━━ 本文抜粋 ━━

欧州連合(EU)の欧州委員会は2035年にガソリン車やハイブリッド車(HV)の販売を事実上禁止する方針を打ち出している。

塩野義と島津製作所 下水中のコロナのモニタリングで合弁会社

塩野義製薬(本社:大阪市中央区)と島津製作所(本社:京都市中京区)は2月8日、下水モニタリングを始めとする公衆衛生上のリスク評価を目的とした合弁会社、Advan Sentinel(本社:大阪市中央区)を設立したと発表した。
新会社は、塩野義のサイエンスを活かした新規分析手法の開発力や島津製作所の環境中の分子測定技術などに加え、両社が培ってきた下水モニタリングを通じたネットワークを持ち寄ることで、新型コロナウイルス感染症にとどまらない、次なるパンデミックや公衆衛生上のリスク把握などに向けたオールジャパン体制の構築を目指す。まずは喫緊の課題、新型コロナウイルスの感染状況の、より正確な把握に貢献する。

━━━

- [課題と演習]
**A.** 本文抜粋の「塩野義と島津製作所 下水中のコロナのモニタリングで合弁会社」から「の感染状況の、より正確な把握に貢献する。」までを、一字一句違えずに書き写してください。
**B.** 本文抜粋について、次の問いに答えてください。
(i) 塩野義製薬と島津製作所が設立した合弁会社の名前は何ですか。
(ii) 両社が設立を発表したのは何月何日ですか。
(iii) 新会社がまず貢献するとされているのは何ですか。

━━ 提供資料 ━━

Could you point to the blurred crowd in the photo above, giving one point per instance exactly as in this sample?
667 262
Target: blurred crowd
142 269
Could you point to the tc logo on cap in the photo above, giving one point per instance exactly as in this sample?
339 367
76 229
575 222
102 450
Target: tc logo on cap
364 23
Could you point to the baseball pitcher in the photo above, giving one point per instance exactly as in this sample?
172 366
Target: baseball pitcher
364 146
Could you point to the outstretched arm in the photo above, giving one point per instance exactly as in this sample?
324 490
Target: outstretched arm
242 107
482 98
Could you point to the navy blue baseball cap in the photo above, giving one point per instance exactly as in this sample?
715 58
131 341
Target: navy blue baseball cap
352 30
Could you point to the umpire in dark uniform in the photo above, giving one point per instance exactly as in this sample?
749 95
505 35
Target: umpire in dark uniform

━━━

- [解答例]
**A.**
塩野義と島津製作所 下水中のコロナのモニタリングで合弁会社

塩野義製薬(本社:大阪市中央区)と島津製作所(本社:京都市中京区)は2月8日、下水モニタリングを始めとする公衆衛生上のリスク評価を目的とした合弁会社、Advan Sentinel(本社:大阪市中央区)を設立したと発表した。
新会社は、塩野義のサイエンスを活かした新規分析手法の開発力や島津製作所の環境中の分子測定技術などに加え、両社が培ってきた下水モニタリングを通じたネットワークを持ち寄ることで、新型コロナウイルス感染症にとどまらない、次なるパンデミックや公衆衛生上のリスク把握などに向けたオールジャパン体制の構築を目指す。まずは喫緊の課題、新型コロナウイルスの感染状況の、より正確な把握に貢献する。

**B.**
(i) Advan Sentinel
(ii) 2月8日
(iii) 新型コロナウイルスの感染状況の、より正確な把握